(Point-per-instance localization data)
··········

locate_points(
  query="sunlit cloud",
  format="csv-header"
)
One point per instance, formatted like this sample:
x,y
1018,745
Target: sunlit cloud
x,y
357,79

··········

*WORK TO BE COMPLETED*: Copy out the data in full, exactly.

*RESPONSE BOX*:
locate_points(
  query="sunlit cloud",
  format="csv-header"
)
One point per instance, formatted like this sample:
x,y
1018,745
Target: sunlit cloud
x,y
357,79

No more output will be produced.